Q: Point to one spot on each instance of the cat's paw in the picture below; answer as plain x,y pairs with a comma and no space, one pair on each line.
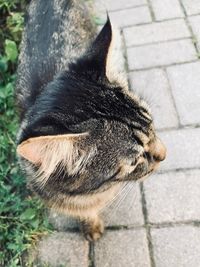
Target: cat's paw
93,230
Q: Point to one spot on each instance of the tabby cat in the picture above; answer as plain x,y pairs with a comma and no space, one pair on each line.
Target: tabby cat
82,134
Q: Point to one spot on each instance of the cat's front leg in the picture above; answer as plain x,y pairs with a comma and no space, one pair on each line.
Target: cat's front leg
92,227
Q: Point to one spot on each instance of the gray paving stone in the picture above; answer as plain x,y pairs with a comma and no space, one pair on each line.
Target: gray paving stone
156,32
192,6
183,149
121,4
160,54
167,9
122,248
153,85
64,249
130,16
185,80
173,196
195,22
126,209
176,247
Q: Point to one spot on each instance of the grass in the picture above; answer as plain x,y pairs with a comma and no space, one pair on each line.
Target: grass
22,217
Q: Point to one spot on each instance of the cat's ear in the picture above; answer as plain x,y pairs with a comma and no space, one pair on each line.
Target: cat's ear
50,150
95,59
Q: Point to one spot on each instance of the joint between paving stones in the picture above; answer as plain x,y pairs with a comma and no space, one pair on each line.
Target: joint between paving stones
190,28
126,8
164,66
91,259
124,51
172,98
160,42
147,227
151,10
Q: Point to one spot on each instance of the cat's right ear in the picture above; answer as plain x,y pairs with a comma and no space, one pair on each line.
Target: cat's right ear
95,59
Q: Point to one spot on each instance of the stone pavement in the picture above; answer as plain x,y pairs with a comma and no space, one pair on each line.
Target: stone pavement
155,223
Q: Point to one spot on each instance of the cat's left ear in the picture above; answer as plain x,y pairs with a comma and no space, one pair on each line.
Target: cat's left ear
95,59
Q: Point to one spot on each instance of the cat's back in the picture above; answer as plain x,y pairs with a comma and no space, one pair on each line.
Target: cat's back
56,32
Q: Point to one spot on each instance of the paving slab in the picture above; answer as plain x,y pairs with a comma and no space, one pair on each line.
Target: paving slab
176,247
167,9
161,54
112,5
185,81
64,249
183,149
194,23
156,32
153,86
173,196
191,6
122,248
126,210
130,16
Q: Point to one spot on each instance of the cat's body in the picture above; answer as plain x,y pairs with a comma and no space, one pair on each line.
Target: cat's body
82,135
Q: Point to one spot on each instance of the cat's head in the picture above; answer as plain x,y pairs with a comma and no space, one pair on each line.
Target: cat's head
85,132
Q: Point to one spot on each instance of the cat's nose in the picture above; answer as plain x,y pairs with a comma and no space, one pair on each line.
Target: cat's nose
158,150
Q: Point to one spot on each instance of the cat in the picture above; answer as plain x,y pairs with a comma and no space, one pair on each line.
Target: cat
83,133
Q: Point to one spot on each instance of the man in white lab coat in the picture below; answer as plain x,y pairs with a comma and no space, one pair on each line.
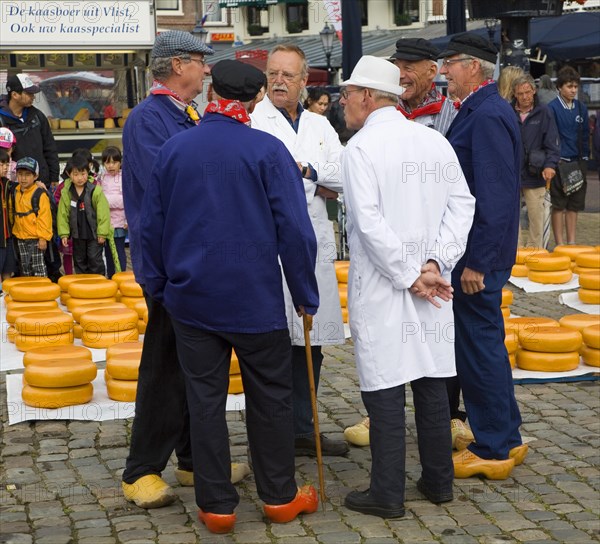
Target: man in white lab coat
409,213
316,147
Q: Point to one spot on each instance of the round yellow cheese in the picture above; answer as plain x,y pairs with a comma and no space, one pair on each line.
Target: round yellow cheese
591,356
130,288
591,336
589,296
34,291
93,289
548,263
58,373
550,339
557,276
51,353
547,362
57,397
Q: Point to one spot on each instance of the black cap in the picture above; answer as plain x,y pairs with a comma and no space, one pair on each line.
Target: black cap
415,49
235,80
469,43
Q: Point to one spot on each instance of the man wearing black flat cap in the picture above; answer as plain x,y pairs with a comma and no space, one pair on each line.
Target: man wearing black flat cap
224,205
486,137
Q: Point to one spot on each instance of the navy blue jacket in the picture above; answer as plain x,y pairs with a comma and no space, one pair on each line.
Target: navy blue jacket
223,203
538,132
486,138
150,124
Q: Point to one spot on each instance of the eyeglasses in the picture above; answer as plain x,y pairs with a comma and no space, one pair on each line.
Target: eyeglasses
448,62
345,92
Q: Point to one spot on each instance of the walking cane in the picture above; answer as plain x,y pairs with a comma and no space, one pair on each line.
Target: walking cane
307,321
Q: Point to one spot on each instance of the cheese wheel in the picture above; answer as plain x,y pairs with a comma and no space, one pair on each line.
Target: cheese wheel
519,271
131,288
124,366
74,302
589,280
41,306
550,339
589,296
589,259
591,356
557,276
572,251
591,336
235,384
57,397
44,323
579,322
507,297
59,373
548,263
547,362
343,291
120,390
524,252
13,313
51,353
65,281
124,347
34,291
8,283
103,339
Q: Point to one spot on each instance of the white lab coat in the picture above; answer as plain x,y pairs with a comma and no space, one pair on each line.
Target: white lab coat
407,201
318,144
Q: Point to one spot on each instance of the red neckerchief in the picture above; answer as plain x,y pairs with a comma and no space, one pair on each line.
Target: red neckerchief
160,88
459,103
430,105
229,108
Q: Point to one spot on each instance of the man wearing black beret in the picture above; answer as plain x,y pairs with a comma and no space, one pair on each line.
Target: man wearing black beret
486,137
224,206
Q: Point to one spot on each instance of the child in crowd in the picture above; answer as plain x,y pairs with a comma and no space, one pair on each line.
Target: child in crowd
7,254
32,230
111,184
83,214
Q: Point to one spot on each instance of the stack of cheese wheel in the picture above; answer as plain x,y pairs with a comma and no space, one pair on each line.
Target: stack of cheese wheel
549,268
58,376
341,271
131,293
122,368
65,281
590,351
85,291
588,268
549,349
235,376
104,327
519,270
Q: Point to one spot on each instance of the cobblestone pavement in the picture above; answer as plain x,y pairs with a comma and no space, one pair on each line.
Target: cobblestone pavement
60,480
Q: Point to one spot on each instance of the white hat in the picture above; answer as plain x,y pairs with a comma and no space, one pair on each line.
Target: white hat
375,73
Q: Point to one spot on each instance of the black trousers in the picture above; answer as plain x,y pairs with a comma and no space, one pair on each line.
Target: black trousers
161,422
87,257
266,367
387,434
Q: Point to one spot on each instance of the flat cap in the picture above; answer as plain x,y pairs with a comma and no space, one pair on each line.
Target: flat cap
175,43
415,49
235,80
469,43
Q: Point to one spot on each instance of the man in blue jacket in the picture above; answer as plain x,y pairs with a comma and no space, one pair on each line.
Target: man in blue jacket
224,206
485,136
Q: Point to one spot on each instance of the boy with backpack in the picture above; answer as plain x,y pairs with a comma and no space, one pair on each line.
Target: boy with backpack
84,215
31,219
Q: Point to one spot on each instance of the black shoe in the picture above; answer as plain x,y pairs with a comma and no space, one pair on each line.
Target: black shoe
308,447
432,496
361,501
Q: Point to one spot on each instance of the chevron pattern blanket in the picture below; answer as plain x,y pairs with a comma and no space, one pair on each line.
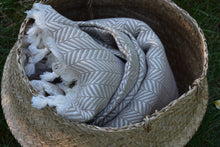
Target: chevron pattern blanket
119,67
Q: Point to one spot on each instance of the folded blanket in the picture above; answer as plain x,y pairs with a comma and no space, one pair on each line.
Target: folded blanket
119,65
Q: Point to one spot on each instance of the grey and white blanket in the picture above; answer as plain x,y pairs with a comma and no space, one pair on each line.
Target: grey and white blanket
119,65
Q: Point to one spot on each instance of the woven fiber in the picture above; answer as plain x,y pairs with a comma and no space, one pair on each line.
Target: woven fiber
174,125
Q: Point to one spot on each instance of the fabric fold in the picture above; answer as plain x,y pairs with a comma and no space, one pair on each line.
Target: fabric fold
120,66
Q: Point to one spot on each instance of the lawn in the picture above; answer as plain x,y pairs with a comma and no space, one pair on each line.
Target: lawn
207,14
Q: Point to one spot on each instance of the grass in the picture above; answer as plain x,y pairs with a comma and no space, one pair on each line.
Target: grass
207,14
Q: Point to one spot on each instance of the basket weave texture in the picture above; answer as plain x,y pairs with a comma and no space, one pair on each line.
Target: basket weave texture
174,125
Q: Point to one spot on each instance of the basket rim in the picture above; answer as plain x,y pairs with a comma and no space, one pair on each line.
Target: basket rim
154,115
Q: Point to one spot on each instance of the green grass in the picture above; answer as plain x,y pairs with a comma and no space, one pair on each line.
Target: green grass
207,14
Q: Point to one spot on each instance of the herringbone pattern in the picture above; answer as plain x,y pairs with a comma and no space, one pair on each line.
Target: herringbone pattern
110,93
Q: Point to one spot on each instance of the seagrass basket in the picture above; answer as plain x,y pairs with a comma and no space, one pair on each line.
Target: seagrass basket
174,125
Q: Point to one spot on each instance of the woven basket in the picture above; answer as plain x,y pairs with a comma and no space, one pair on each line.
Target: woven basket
174,125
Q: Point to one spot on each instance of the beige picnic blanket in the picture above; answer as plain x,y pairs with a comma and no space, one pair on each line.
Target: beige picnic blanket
119,64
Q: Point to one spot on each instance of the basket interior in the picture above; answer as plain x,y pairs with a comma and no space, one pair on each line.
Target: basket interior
179,36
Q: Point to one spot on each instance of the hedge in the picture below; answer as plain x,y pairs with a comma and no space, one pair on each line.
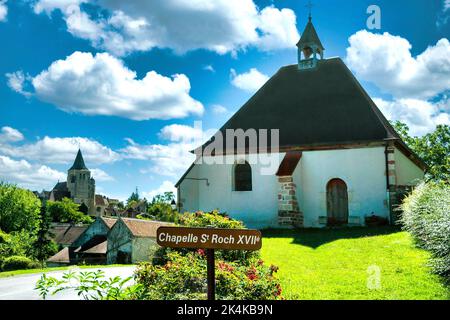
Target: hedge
426,215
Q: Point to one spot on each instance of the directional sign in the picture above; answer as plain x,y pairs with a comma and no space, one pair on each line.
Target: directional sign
209,238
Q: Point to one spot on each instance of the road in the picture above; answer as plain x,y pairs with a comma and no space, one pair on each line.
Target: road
21,287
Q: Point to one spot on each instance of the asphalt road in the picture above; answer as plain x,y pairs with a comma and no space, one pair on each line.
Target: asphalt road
21,287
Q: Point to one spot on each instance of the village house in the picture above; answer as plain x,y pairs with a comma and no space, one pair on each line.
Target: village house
132,240
110,241
339,159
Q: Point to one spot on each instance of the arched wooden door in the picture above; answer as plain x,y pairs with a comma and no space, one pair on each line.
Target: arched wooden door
337,202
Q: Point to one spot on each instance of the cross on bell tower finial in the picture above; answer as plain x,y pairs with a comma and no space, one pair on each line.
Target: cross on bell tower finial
310,49
309,5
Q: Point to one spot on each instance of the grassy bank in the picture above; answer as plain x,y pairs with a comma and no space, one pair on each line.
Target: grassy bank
338,264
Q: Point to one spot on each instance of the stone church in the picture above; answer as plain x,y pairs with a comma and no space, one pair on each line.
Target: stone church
339,160
80,186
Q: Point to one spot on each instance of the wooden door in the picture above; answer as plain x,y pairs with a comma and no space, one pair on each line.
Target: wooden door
337,202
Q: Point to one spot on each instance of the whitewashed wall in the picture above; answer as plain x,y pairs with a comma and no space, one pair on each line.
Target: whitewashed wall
258,208
407,172
363,170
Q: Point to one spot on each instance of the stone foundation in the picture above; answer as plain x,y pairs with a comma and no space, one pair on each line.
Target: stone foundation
289,214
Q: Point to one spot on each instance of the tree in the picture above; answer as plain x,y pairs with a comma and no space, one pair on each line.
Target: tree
44,247
19,209
166,197
133,198
433,148
66,211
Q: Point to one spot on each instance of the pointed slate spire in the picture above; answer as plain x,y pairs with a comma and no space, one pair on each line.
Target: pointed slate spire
309,46
79,162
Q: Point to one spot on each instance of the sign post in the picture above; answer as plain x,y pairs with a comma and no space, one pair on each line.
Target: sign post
209,239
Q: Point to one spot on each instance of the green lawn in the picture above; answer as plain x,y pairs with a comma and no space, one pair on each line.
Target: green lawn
44,270
333,264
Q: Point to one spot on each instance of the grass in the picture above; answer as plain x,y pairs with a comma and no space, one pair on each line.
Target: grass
333,264
6,274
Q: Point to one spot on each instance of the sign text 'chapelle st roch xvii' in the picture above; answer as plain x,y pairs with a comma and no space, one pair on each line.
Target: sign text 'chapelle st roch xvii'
209,238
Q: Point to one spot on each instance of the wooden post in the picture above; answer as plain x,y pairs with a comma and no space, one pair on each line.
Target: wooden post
211,274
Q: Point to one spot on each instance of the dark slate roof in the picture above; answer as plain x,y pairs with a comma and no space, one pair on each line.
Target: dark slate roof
66,234
143,228
310,37
289,163
60,257
322,106
79,162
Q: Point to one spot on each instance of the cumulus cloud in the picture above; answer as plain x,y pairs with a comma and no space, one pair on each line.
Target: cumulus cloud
170,159
166,186
249,81
16,81
421,116
28,175
103,85
386,61
209,68
8,134
61,151
221,26
178,132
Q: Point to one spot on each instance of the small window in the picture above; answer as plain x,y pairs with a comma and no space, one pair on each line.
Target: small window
242,177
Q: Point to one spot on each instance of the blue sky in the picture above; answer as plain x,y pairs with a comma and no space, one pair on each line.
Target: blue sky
135,131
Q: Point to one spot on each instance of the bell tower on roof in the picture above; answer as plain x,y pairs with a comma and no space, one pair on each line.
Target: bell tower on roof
310,49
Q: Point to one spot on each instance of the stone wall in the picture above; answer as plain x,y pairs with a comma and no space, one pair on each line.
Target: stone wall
289,214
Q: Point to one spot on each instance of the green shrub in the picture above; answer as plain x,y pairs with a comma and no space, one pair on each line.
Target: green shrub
184,277
18,263
426,215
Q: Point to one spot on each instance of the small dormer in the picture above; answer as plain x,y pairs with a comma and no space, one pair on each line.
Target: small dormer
310,49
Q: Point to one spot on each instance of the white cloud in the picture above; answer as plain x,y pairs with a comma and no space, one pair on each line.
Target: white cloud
178,132
16,81
386,61
221,26
100,175
209,68
421,116
170,159
166,186
27,175
219,109
3,10
61,151
102,85
249,81
8,134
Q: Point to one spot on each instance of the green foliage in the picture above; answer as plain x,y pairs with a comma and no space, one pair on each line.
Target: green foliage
19,209
166,197
160,209
184,277
90,286
134,198
426,215
66,211
433,148
44,247
18,263
18,243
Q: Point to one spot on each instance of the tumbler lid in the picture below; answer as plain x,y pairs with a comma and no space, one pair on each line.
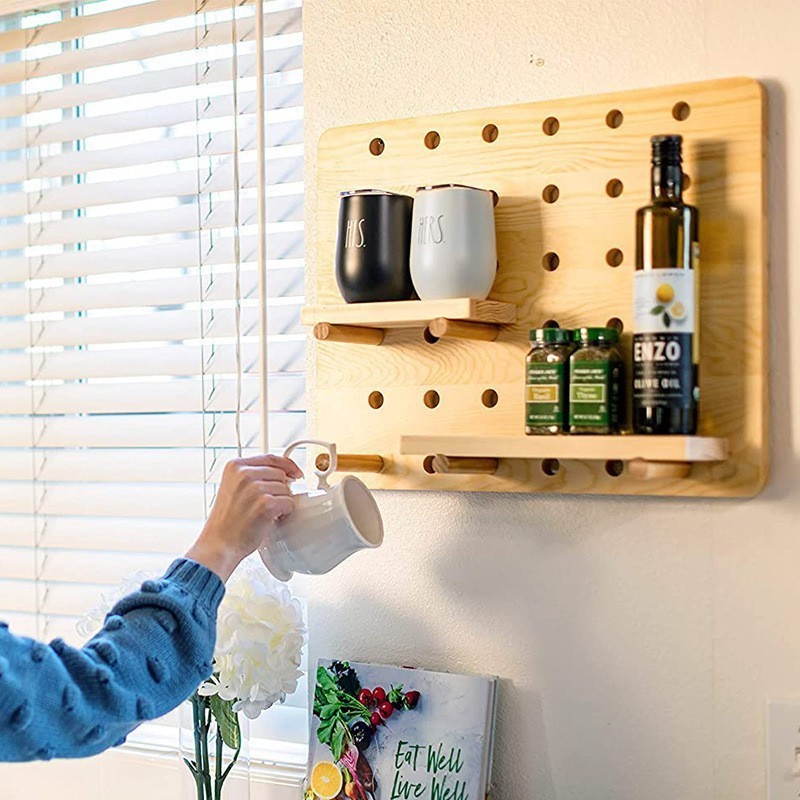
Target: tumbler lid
353,192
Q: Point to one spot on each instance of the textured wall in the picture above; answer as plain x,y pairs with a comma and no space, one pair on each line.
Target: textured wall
637,639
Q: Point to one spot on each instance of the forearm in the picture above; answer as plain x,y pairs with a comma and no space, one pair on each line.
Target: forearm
155,649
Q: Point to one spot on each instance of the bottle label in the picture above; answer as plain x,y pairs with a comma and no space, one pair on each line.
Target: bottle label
544,394
593,388
663,342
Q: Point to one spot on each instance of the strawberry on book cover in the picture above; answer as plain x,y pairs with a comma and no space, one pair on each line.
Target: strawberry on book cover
395,733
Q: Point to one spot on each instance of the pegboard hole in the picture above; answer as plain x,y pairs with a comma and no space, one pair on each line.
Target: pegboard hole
490,133
431,398
550,261
432,140
429,337
614,257
489,398
550,126
681,111
551,466
550,193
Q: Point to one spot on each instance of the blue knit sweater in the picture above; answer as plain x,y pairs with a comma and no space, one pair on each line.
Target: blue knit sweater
156,647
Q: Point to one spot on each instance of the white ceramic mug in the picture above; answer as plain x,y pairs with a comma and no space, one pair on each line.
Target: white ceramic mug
327,525
453,244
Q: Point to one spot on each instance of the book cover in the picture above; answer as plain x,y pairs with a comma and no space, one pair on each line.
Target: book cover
394,733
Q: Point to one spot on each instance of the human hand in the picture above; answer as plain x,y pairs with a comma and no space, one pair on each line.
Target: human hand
254,492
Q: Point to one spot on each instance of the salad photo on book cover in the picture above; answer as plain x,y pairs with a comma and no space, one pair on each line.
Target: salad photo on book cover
395,733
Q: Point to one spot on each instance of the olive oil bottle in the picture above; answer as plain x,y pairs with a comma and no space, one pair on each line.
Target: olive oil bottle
665,380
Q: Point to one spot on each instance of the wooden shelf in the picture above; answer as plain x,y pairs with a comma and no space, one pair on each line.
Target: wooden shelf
579,447
410,313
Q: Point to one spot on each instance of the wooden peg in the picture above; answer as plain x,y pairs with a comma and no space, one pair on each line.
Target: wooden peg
644,470
463,465
346,462
443,328
351,334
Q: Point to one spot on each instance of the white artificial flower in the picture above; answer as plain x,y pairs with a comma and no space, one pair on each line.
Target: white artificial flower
92,621
260,636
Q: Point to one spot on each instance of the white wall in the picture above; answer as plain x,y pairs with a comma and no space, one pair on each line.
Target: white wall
638,638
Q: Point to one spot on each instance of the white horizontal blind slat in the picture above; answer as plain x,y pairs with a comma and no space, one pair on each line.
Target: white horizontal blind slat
129,284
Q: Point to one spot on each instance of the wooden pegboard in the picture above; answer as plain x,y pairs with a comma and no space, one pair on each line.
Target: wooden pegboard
724,158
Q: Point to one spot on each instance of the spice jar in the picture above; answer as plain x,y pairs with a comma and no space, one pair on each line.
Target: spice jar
595,381
547,379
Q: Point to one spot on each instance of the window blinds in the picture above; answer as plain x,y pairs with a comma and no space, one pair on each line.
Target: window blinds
132,273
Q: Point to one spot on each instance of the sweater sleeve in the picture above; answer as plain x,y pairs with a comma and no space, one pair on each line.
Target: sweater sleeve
156,647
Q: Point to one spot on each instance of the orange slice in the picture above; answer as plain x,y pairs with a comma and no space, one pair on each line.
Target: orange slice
326,780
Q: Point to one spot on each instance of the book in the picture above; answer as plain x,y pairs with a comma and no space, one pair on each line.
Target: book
396,733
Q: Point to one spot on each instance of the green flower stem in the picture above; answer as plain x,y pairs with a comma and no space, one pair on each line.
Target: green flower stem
197,711
218,768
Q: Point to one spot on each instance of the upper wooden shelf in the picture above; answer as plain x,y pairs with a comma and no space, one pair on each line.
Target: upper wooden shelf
410,313
582,447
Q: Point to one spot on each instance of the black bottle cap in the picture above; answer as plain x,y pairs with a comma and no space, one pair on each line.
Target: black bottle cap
666,149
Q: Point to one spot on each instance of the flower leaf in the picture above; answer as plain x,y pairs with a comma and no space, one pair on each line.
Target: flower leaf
227,720
337,740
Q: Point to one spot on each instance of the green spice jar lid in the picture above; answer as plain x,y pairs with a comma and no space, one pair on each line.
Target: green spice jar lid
551,335
596,335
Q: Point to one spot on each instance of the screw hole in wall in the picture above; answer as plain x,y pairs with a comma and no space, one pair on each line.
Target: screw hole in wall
551,466
490,398
431,398
490,133
614,257
550,261
550,193
681,111
432,140
550,126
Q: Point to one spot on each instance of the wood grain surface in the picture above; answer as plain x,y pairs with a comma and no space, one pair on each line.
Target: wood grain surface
589,229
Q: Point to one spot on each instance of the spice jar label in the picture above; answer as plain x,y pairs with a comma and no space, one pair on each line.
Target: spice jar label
544,394
589,401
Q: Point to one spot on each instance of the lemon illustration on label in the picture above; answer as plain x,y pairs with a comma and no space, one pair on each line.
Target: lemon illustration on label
665,293
678,311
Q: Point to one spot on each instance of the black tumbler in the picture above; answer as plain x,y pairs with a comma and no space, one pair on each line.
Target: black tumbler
372,250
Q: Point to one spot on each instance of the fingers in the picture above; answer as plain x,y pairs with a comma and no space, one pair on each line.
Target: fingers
269,474
286,464
281,506
274,488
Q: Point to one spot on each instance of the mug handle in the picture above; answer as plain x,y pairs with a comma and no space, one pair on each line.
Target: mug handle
322,475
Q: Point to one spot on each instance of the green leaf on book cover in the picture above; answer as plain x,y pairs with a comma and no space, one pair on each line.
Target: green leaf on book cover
227,721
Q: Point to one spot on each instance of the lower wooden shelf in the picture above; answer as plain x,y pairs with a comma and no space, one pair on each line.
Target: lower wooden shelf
581,447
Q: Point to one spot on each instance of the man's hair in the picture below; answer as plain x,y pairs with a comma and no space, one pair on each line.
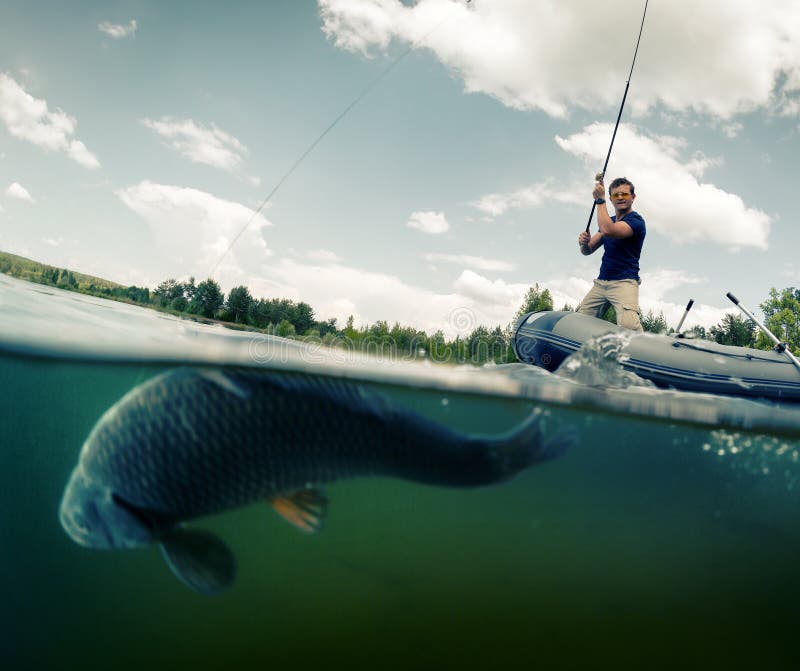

> INSTRUCTIONS TO FOLLOW: Leave out every line above except those from the line with "Target: sweater sleeve" up to and including the line with "Q: Point to one spot on each instance of the screw", and copy those exactly.

> TASK OUTPUT:
Target: sweater sleeve
156,647
Q: Point to one spot on each instance of the orange slice in the picture above; answer as plain x,y pairs with a comma and no space, one pair on each line.
Target: orange slice
326,780
Q: Point to one spot on each instance of the book in the picture above; answer as plain x,y pairs with a comma and no space, one pair on each line.
Target: book
396,733
Q: Point to one spot on each instance of the green flower stem in the picture above; answer as plain x,y pairs with a comma and no space, one pair on each line.
Target: green flower stem
197,711
218,768
Q: Point to one spot on each instance of the upper wooden shelf in the picture above; answer as plain x,y pairs with a comma and no space, one pair on each line.
Target: upper wooden shelf
410,313
582,447
Q: Point to one spot on each instance of the black bottle cap in the picture above; answer as plain x,y pairs with a comma and no space, one pair on each line.
Target: black bottle cap
666,149
Q: Point to one spot on each instance of the flower leaf in the picture above; answer as plain x,y pairs with a comma and no space, one pair on each line.
Target: flower leaf
227,720
337,740
Q: Point to one spot on each instance of the green spice jar lid in the picture above; answer as plain x,y pairs with a comma and no space, one pair on each line.
Target: green spice jar lid
551,335
596,335
Q: Point to one spot on each instance of the screw hole in wall in the picture above; answer as plain x,y pairs with a comma and no space, one pair on each line.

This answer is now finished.